◆ **Texto fornecido**
= = = = = = =
A prudência é uma boa conselheira para o FMI. Na reunião do
FMI de 97, em Hong Kong, o tom
dominante foi o de que o pior da
crise asiática já havia passado,
poucos meses antes de a crise assumir proporções catastróficas na
região. A Indonésia, até então
pouco atingida, foi saudada em
Hong Kong como exemplo de um
país que escapou da crise porque
foi mais longe na liberalização
dos fluxos de capitais. Entrou em
colapso logo em seguida, e seu PIB
caiu 14% em 98.
Economistas independentes endossam a cautela. O prestigiado
IEI (Instituto para a Economia
Internacional), de Washington, é
um deles. Morris Goldstein, do IEI
e ex-alto funcionário do FMI, sugere: "É bom manter, por enquanto, o champanhe na geladeira".
O principal receio é de um segundo mergulho da economia
mundial. Em vez de consolidar a
recuperação recente dos mercados e retomar o crescimento, o
medo é haver uma nova rodada
de problemas.
Goldstein disse à coluna que as
chances de haver uma nova rodada de problemas são equivalentes
às de o rumo melhorar de vez. Os
principais riscos, a seu ver, vêm de
três áreas: Japão, China e Europa.
= = = = = = =
◆ **Entradas armazenadas**
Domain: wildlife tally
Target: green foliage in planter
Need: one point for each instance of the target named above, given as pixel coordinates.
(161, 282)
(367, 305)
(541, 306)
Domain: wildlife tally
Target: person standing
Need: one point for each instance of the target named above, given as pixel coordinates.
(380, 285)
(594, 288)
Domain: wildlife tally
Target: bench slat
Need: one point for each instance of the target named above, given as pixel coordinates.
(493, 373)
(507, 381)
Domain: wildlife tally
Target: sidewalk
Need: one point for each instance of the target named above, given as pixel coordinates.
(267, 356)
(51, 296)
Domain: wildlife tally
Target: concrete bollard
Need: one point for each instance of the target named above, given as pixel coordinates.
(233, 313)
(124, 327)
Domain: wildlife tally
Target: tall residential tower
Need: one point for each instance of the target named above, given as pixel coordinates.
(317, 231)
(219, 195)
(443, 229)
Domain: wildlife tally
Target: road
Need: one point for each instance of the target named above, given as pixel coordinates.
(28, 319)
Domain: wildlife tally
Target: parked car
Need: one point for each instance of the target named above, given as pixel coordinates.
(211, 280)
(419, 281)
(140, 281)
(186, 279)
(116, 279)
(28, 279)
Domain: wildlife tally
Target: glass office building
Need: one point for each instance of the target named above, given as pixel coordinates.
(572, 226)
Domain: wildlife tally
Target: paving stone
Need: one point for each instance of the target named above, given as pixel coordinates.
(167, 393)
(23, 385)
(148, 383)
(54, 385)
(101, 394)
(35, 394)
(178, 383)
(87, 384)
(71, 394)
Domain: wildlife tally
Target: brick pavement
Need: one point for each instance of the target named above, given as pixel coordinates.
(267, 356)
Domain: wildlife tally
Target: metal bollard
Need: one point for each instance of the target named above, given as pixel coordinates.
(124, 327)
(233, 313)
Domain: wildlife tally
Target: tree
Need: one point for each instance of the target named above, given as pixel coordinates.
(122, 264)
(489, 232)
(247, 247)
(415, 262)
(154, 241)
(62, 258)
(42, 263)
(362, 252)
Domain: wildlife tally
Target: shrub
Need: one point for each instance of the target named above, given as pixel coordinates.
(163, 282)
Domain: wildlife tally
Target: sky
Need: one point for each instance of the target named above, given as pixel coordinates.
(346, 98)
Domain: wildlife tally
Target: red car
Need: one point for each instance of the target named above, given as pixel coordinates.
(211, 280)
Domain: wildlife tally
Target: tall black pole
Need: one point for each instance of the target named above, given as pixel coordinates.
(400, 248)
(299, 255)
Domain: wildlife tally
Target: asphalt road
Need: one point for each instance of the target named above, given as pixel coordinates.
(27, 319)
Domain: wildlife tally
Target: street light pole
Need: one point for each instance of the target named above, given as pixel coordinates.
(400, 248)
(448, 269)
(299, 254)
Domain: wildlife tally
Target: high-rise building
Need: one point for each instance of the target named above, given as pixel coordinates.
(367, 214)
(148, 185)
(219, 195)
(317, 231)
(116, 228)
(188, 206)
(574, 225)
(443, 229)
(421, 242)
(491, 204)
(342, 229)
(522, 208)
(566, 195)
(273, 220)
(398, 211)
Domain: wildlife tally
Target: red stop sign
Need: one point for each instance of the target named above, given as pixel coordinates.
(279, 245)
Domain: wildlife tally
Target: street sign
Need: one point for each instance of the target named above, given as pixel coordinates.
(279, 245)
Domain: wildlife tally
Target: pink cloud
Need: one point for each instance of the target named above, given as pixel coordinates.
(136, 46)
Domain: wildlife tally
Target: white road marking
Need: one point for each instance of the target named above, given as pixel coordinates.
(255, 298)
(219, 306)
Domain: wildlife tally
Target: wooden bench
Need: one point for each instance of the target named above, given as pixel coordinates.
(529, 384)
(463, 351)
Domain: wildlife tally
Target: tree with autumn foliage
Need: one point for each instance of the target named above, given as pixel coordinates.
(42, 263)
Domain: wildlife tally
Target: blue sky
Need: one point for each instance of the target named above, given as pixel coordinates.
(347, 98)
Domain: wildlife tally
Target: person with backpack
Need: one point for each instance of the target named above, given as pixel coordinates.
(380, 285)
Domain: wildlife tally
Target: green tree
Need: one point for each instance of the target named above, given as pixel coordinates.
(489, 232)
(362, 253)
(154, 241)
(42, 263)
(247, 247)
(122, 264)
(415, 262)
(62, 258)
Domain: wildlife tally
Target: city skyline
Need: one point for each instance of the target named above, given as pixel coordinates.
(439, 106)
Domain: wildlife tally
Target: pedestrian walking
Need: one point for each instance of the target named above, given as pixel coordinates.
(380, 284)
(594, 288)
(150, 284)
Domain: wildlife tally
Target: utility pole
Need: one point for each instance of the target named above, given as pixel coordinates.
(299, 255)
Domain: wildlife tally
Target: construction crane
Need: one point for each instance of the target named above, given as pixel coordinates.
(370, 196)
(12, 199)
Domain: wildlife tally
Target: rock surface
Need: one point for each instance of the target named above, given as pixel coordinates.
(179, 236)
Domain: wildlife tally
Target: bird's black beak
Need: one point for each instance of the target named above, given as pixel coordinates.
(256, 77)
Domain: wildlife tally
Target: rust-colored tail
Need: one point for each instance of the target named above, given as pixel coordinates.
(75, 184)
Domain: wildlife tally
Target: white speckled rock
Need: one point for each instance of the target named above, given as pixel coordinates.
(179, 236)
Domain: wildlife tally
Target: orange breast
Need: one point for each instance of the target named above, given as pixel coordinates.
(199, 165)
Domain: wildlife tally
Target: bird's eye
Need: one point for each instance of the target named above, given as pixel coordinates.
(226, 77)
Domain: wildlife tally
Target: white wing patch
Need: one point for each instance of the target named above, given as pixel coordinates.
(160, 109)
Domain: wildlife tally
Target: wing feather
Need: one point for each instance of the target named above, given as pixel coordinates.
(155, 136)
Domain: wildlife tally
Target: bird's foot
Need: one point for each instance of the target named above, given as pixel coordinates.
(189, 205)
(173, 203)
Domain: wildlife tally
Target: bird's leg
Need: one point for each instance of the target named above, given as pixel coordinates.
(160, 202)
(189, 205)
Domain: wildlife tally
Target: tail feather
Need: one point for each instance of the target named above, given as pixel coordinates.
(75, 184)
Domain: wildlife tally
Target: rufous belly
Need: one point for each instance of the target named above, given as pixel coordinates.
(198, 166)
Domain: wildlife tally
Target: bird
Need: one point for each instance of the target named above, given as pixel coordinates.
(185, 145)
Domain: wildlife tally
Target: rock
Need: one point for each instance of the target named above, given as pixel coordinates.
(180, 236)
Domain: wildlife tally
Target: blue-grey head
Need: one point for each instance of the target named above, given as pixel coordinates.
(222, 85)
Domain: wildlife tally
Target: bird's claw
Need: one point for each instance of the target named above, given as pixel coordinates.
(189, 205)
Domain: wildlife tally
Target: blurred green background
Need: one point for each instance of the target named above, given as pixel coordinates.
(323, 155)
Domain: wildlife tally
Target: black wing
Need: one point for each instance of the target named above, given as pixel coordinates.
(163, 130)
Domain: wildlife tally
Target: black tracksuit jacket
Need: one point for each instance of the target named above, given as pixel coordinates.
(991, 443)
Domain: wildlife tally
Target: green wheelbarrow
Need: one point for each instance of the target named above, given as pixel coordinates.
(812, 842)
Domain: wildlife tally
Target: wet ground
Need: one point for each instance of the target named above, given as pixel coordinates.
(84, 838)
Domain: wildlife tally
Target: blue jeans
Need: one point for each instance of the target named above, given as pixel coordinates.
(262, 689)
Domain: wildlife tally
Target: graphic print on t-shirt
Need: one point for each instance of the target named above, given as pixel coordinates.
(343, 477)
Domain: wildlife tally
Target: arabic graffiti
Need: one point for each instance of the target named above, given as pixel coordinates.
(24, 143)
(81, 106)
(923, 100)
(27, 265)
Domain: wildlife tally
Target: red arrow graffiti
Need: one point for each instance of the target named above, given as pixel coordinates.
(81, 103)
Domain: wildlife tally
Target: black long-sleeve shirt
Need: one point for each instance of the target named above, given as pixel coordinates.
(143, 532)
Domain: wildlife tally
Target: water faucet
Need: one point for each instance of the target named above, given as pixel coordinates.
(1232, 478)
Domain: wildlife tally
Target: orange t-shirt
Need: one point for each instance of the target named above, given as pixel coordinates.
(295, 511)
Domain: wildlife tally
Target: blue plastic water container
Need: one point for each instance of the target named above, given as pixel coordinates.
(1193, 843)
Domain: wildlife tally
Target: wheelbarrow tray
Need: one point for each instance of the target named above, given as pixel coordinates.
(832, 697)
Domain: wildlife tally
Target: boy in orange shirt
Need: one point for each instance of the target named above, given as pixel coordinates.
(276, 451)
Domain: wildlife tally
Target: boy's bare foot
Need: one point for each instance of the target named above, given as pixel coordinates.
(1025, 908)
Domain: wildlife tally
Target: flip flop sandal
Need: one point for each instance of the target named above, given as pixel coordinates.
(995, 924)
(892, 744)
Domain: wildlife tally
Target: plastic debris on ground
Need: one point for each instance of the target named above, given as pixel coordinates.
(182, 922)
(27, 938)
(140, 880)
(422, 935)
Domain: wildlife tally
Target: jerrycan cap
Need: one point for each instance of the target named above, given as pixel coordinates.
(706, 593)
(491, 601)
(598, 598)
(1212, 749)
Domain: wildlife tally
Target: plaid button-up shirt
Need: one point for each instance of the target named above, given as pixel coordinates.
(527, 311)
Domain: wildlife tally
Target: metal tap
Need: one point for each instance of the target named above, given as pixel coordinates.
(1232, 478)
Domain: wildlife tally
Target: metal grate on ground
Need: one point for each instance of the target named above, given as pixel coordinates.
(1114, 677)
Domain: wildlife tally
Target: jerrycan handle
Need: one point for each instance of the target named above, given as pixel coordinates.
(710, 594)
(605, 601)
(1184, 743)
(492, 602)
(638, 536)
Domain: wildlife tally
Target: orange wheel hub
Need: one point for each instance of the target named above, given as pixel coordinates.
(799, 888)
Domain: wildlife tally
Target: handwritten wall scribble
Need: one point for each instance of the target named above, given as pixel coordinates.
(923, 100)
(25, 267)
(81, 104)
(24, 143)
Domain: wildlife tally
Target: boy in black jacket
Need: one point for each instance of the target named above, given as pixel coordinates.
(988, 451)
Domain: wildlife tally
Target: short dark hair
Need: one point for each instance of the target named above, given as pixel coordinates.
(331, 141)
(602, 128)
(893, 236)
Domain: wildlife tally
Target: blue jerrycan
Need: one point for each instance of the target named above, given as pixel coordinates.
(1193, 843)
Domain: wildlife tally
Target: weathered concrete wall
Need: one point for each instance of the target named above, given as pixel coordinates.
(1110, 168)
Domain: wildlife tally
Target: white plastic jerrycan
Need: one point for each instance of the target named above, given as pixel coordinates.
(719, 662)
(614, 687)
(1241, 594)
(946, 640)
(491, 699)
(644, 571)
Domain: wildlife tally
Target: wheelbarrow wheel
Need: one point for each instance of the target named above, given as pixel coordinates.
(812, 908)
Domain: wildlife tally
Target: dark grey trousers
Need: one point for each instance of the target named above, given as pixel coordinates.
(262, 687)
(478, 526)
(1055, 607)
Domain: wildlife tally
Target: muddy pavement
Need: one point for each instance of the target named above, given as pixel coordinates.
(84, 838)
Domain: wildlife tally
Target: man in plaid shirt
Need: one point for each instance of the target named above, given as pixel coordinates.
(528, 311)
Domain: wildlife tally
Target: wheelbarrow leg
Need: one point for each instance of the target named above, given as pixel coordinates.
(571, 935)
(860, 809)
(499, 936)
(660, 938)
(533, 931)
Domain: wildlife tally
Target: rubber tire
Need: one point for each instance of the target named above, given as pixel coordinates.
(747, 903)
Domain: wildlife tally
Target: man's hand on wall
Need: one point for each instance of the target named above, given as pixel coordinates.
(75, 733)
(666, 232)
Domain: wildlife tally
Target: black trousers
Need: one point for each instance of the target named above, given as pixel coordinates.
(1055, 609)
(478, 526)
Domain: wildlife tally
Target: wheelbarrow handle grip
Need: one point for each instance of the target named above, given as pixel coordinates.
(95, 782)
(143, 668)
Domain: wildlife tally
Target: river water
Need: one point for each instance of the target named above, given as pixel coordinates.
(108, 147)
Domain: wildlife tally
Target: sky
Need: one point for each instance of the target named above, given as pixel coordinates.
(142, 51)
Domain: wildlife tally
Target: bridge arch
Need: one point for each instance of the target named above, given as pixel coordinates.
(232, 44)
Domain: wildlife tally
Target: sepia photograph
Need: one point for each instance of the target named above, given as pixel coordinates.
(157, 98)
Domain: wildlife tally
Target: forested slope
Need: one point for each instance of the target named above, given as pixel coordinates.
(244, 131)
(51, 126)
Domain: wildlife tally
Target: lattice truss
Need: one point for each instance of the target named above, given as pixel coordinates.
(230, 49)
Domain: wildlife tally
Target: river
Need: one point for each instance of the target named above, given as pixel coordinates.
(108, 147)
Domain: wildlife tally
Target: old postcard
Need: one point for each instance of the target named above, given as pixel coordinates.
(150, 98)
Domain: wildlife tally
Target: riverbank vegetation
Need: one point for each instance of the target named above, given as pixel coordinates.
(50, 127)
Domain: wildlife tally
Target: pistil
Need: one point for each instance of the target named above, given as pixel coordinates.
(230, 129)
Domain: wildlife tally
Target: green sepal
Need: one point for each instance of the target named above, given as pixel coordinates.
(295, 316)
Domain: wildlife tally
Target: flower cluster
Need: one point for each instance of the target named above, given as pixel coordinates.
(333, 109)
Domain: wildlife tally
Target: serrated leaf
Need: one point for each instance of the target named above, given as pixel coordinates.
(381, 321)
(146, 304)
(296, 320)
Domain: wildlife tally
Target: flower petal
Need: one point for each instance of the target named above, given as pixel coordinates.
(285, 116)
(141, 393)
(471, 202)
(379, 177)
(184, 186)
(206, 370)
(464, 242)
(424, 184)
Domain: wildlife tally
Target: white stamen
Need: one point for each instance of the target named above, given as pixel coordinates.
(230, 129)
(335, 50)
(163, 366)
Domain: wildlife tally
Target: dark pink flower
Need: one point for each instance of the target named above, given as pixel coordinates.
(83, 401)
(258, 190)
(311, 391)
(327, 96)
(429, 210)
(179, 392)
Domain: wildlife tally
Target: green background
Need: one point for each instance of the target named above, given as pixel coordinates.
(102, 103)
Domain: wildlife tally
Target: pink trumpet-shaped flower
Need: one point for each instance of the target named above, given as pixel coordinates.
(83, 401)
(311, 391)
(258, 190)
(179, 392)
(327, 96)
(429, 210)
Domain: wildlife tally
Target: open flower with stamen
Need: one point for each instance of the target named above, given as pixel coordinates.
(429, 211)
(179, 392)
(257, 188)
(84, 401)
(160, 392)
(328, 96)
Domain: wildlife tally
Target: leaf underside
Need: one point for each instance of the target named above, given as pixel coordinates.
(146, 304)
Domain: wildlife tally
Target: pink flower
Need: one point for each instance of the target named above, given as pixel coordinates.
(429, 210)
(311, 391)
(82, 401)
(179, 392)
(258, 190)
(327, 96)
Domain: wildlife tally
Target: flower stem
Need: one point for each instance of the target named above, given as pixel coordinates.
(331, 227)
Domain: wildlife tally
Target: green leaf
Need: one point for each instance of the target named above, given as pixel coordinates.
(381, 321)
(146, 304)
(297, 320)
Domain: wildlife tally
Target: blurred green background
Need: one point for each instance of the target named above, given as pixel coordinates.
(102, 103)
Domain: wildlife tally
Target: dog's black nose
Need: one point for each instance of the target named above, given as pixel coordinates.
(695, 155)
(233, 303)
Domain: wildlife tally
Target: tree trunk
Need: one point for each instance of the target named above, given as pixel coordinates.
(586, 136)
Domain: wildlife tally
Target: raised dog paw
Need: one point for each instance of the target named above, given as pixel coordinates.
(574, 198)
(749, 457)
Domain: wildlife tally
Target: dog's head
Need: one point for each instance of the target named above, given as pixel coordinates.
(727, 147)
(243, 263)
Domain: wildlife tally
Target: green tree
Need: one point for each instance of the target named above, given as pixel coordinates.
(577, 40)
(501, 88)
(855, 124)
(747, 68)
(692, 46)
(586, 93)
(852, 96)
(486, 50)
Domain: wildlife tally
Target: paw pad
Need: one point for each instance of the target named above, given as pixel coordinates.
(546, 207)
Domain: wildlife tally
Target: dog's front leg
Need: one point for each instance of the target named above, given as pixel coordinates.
= = = = = = =
◆ **Problema breve A**
Transcreva do texto sobre o FMI o trecho que começa em "Economistas independentes endossam" e vai até "de problemas.", incluindo essas palavras.
◆ **Problema breve B**
Dê continuidade ao texto sobre o FMI a partir do ponto em que ele termina.
As entradas não têm nenhum papel aqui.

◆ **Resposta da tarefa A**
Economistas independentes endossam a cautela. O prestigiado
IEI (Instituto para a Economia
Internacional), de Washington, é
um deles. Morris Goldstein, do IEI
e ex-alto funcionário do FMI, sugere: "É bom manter, por enquanto, o champanhe na geladeira".
O principal receio é de um segundo mergulho da economia
mundial. Em vez de consolidar a
recuperação recente dos mercados e retomar o crescimento, o
medo é haver uma nova rodada
de problemas.

◆ **Resposta da tarefa B**
O medo no Japão é o estímulo
fiscal não funcionar e a política
monetária acelerada fazer o iene
voltar à região de 150 ienes por
dólar. O medo na China é uma
desvalorização que leve a uma
nova rodada de desvalorizações
na Ásia. A China só manteve o
crescimento no ano passado graças a uma injeção de gastos públicos, mas as exportações estão
caindo neste ano, depois de ficarem estagnadas em 98.
A Europa também preocupa
porque está desacelerando. Como
a previsão é que os Estados Unidos tenham que reduzir o crescimento já neste ano, porque não
têm mais como sustentá-lo apenas pela demanda de consumo, a
Europa teria que ocupar seu lugar
como "locomotiva" da economia
mundial.
Se isso não acontecer, a recuperação esboçada nos preços das
matérias-primas vai reverter, e,
com isso, vai se complicar a situação de países emergentes que dependem de exportações desses
produtos.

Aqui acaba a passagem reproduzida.